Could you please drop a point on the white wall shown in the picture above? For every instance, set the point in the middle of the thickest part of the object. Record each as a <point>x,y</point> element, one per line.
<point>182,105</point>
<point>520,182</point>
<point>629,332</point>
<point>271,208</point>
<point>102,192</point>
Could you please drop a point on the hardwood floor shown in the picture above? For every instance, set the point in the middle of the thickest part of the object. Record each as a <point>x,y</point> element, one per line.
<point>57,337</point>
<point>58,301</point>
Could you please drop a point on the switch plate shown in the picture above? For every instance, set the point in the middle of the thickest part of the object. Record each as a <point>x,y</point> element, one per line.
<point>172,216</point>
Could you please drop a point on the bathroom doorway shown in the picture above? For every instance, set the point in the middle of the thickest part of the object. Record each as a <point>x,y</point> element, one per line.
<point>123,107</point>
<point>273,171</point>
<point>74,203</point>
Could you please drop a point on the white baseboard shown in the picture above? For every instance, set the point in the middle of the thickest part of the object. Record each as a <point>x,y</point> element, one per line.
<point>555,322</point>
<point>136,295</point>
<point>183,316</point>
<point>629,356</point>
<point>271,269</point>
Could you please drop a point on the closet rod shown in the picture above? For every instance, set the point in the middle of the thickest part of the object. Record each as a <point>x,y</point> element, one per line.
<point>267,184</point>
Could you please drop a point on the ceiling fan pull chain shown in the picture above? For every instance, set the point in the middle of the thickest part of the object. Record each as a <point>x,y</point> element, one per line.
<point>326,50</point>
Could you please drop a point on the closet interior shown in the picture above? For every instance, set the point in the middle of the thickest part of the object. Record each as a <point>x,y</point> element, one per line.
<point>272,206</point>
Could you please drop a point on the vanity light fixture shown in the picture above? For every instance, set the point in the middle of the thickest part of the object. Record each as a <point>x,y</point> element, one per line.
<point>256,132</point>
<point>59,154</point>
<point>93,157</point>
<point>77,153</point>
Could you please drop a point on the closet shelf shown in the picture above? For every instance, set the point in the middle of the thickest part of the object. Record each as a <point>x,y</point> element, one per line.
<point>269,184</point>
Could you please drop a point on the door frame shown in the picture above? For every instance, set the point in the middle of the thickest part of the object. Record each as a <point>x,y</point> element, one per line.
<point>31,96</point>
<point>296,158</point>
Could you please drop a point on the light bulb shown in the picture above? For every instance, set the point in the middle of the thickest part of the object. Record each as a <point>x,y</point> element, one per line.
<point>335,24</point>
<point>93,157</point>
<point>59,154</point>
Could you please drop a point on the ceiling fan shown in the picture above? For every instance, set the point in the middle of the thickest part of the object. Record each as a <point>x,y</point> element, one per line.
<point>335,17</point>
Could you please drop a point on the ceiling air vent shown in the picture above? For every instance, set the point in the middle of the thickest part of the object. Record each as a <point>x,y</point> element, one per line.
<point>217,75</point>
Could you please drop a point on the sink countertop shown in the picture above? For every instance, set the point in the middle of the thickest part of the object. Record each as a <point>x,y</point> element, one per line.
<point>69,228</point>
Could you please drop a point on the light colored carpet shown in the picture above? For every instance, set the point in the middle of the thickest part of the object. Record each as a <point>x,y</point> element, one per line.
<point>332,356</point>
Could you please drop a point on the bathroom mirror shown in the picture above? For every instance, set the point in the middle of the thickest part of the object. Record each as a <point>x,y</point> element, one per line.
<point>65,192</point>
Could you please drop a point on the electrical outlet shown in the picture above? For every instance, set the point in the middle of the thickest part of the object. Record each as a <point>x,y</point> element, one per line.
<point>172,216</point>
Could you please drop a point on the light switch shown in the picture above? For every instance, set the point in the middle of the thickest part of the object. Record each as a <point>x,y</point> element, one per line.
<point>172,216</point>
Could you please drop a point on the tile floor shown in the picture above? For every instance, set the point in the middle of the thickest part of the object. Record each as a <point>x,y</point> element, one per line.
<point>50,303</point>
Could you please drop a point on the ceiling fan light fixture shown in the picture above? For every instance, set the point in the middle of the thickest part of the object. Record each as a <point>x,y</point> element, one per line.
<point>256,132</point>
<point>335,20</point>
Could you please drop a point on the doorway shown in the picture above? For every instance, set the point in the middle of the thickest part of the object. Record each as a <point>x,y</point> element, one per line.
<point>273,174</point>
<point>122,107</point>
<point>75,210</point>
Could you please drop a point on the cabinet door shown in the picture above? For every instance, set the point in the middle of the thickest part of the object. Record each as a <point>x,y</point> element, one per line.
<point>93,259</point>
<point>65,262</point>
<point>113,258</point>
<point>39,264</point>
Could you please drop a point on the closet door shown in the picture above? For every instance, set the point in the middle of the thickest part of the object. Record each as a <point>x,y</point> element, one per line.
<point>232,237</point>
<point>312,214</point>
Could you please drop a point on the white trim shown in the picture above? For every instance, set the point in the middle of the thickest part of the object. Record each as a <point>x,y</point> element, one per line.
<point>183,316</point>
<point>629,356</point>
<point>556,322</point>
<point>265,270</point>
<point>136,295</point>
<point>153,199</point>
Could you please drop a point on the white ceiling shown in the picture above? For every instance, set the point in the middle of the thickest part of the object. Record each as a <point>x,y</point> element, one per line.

***

### WHAT IS NEEDED
Reproduce the entries above in full, verbatim.

### SOLUTION TO THE PROBLEM
Could you please drop a point on the white wall shown in the picture above? For every instance, set the point in the middle of the thickest part of the object. Record each as a <point>x,y</point> element, one per line.
<point>182,105</point>
<point>520,182</point>
<point>629,332</point>
<point>271,208</point>
<point>102,192</point>
Could you please drop a point on the hardwood floor shown in the picture above? For every instance, set the point in the middle of the thickest part of the object. Record each as a <point>x,y</point> element, one per line.
<point>57,337</point>
<point>58,301</point>
Could you please drop a point on the switch plate shown in the picture above? For every instance, set the point in the middle of the thickest part of the object. Record each as a <point>x,y</point> element, one per line.
<point>172,216</point>
Could you please drop a point on the bathroom doorway shown in the picture above? For every instance, set the point in the middle of the thickest part of the object. Record each as a <point>x,y</point> element, one per line.
<point>123,107</point>
<point>273,171</point>
<point>74,203</point>
Could you please drop a point on the white baseboard shown in the picture above? For every instance, set the point in the middle of the thickest part of the object. Record each as a <point>x,y</point> element, one per line.
<point>555,322</point>
<point>136,295</point>
<point>183,316</point>
<point>629,356</point>
<point>271,269</point>
Could you please drop a point on the closet rod shown in the picture above? For every instance, set the point in the middle of the thickest part of the object. Record each as a <point>x,y</point> element, one per line.
<point>267,184</point>
Could you please drop a point on the ceiling fan pull chain shown in the picture above? For every instance, set the point in the middle of the thickest part of the object. Record each as a <point>x,y</point> element, one per line.
<point>326,50</point>
Could you please drop a point on the closet interior shown in the picture above? For every instance, set the point in the middle of the thickest part of the object. Record each as a <point>x,y</point> element, one per line.
<point>272,206</point>
Could you please drop a point on the vanity light fixture shown in the picture above? For every instance, set the point in the middle of the thickest part of the object. Record each as a <point>x,y</point> element, one per line.
<point>256,132</point>
<point>59,154</point>
<point>93,157</point>
<point>77,153</point>
Could you please drop a point on the closet shelf shown in the picture above? For every instance, set the point in the middle of the thickest part of the object. Record each as a <point>x,y</point> element, one per line.
<point>269,184</point>
Could you please drop a point on the door frame shown in the picture above? For every instance, set the point in the middle of the thickest part of the object. Record each as a <point>x,y</point> element, one per line.
<point>31,96</point>
<point>296,158</point>
Could you please drop a point on the light bulb shown in the picture above? For every instance, set the point in the middle of the thickest part of the object. Record each as a <point>x,y</point> element, one per line.
<point>335,24</point>
<point>93,157</point>
<point>59,154</point>
Could you please drop a point on the ceiling fan shown in the picture above? For every instance, set the point in the middle of the thickest part of the object. Record each as a <point>x,y</point> element, one per line.
<point>335,17</point>
Could you please drop a point on the ceiling air vent shown in the picture above? For every instance, set the point in the middle of the thickest part of the object. Record each as a <point>x,y</point> element, one per line.
<point>217,75</point>
Could you please drop a point on the sink countertop shown in the picture above? For every instance, set the point in the middle of the thickest part of the object. Record each as a <point>x,y</point> element, one per line.
<point>69,228</point>
Could you please drop a point on the light colored carpet shown in the picture above? For every instance, set the point in the middle of the thickest part of the object. Record each as a <point>x,y</point> element, one per line.
<point>332,356</point>
Could you please drop a point on the bathroom mirror shown in the picture above? For every instance, set the point in the middle of the thickest part of the object. Record each as a <point>x,y</point> element, one per line.
<point>65,192</point>
Could you please drop a point on the electrical outlet shown in the picture above? For every instance, set the point in the middle of the thickest part of the object. Record each as a <point>x,y</point> element, one per line.
<point>172,216</point>
Could you please drop a point on the light switch shown in the picture above? For every instance, set the point in the middle of the thickest part of the object. Record each as a <point>x,y</point> element, one per line.
<point>172,216</point>
Could you please drop a point on the tile floor shown in the picture above? For every instance, set the point in the middle of the thickest part of the object. Record each as a <point>x,y</point> element, one per line.
<point>50,303</point>
Could you please drop a point on the ceiling fan light fixture shown in the picture above? For every instance, set the point in the middle of the thickest part of the object. Record each as a <point>x,y</point> element, one per line.
<point>256,132</point>
<point>335,20</point>
Could you please drop a point on the doorway shown in the picture above? For every instance, set the point in the middle of the thickest part of the object. Record each as a <point>x,y</point> element, one per line.
<point>273,174</point>
<point>122,107</point>
<point>75,210</point>
Could you please drop a point on the cabinet door shown in the picture above? For every instance, set the point in the middle of the thickest part of the object. Record each as a <point>x,y</point> element, one per line.
<point>93,259</point>
<point>65,262</point>
<point>113,258</point>
<point>39,264</point>
Could you please drop a point on the closet door shown in the picture above? For every instance, set the point in the middle of the thickest part of the object. Record each as a <point>x,y</point> element, one per line.
<point>232,237</point>
<point>312,214</point>
Could you please drop a point on the white trim shown in the picture above? For every instance, set the point in the middle of the thickest part of the object. Record each as a <point>x,y</point> element, one per line.
<point>183,316</point>
<point>629,356</point>
<point>556,322</point>
<point>265,270</point>
<point>136,295</point>
<point>153,199</point>
Could you please drop a point on the white ceiling shown in the picture above? For every instance, set the point in the middle of the thickest part of the object. Record each as a <point>x,y</point> element, one per line.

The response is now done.